Extract every line of the items that contains the string "wing", and note that case counts.

-------- GIVEN RECORDS --------

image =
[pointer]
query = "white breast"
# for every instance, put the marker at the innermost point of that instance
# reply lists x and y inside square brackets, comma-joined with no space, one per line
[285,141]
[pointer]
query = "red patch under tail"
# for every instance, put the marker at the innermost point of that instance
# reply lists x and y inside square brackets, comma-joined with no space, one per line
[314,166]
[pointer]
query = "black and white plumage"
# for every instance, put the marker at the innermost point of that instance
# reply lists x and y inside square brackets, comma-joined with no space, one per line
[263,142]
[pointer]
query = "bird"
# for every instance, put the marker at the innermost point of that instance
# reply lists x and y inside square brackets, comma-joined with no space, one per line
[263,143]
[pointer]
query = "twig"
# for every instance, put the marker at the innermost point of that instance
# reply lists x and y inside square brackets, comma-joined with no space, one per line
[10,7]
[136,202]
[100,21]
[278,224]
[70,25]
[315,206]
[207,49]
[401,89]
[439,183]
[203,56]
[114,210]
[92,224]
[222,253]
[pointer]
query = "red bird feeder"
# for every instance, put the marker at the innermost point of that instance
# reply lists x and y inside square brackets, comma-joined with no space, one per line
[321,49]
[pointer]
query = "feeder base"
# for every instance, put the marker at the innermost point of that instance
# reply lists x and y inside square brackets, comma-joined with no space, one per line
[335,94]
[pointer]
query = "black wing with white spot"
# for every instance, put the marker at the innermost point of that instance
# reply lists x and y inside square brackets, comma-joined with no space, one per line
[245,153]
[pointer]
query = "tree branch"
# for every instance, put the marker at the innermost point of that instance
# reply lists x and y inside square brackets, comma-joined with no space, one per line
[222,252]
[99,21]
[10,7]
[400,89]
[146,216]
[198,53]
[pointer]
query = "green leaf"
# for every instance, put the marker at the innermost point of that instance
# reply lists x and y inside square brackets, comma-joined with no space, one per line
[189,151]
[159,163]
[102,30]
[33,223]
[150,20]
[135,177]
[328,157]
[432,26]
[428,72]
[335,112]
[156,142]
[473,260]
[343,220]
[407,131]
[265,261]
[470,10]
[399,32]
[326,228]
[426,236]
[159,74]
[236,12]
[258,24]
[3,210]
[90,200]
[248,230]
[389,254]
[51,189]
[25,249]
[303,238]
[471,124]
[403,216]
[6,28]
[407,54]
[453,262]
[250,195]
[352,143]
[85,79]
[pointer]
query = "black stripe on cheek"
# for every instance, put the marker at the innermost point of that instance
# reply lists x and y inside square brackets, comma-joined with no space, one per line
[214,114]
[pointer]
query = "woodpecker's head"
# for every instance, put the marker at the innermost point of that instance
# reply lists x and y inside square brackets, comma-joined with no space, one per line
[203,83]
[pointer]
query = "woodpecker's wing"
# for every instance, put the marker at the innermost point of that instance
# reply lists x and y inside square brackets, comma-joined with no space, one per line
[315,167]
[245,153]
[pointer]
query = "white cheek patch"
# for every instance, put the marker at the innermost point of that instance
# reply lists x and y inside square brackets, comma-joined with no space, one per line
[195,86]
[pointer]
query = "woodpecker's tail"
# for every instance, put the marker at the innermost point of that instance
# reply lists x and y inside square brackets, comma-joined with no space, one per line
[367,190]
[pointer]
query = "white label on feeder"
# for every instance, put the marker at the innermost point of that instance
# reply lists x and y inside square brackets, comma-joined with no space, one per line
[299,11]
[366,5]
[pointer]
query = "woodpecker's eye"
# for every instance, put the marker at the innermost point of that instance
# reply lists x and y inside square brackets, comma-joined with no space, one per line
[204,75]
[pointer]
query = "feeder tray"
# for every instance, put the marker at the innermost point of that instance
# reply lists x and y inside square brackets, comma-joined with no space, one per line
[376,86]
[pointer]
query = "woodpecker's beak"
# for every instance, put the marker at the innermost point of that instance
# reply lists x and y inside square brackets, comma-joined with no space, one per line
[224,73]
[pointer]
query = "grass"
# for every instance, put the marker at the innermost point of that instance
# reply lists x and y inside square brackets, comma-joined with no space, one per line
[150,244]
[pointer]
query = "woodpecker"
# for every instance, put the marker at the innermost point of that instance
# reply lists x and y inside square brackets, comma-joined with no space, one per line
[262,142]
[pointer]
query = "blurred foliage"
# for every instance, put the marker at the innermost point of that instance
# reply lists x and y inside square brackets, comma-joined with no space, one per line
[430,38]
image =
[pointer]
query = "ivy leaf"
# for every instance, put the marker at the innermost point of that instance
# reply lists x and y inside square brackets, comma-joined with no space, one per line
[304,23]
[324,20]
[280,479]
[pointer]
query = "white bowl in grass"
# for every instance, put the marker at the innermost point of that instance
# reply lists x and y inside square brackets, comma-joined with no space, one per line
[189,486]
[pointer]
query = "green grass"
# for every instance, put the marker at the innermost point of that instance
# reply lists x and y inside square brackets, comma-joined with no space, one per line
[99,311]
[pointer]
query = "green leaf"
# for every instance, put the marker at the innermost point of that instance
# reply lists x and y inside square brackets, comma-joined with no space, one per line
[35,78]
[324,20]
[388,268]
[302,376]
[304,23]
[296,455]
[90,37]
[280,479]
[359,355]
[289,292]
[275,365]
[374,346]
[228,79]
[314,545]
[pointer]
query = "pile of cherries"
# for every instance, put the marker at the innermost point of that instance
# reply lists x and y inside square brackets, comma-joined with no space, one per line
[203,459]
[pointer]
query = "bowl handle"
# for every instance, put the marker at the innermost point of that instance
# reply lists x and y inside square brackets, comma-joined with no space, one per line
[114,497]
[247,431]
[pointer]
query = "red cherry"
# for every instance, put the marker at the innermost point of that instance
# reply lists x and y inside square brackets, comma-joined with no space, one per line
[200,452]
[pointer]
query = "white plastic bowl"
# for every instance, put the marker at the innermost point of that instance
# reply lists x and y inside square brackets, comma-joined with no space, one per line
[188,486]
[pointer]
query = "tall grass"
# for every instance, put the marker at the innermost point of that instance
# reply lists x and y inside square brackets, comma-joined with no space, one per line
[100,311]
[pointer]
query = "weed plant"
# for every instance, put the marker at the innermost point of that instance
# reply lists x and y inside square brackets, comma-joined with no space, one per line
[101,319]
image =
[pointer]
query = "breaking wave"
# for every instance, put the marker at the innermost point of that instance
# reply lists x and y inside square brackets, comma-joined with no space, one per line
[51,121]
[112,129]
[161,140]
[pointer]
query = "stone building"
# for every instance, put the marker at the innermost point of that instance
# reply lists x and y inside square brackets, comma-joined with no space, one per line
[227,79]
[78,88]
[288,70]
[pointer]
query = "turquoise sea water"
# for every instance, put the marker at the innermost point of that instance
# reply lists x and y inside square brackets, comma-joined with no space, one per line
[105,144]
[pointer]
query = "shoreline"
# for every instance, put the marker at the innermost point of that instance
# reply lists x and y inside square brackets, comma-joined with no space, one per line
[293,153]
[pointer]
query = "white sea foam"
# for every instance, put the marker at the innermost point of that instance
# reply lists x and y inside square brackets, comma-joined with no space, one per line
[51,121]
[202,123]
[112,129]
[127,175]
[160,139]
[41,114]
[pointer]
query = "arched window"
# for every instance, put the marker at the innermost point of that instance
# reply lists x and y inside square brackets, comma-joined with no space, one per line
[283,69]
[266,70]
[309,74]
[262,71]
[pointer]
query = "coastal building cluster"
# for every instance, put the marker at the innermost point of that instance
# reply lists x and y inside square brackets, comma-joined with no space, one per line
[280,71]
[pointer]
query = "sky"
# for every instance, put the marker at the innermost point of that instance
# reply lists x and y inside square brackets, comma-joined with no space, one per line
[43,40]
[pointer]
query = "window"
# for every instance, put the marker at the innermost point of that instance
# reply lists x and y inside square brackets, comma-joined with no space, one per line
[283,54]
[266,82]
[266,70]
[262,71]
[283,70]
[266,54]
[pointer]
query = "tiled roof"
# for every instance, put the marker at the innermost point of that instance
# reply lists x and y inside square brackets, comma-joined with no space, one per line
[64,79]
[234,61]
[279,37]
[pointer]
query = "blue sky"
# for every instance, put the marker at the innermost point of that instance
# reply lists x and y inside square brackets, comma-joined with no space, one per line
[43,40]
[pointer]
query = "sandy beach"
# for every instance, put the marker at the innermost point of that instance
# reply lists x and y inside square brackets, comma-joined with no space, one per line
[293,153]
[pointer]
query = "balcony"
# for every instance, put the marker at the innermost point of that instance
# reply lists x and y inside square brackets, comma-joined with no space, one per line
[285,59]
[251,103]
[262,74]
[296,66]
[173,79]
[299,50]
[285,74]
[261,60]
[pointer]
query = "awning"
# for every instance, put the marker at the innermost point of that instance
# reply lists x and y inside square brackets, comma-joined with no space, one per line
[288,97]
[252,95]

--------

• EXERCISE ANSWER:
query = "black wing with white spot"
query = "woodpecker's wing"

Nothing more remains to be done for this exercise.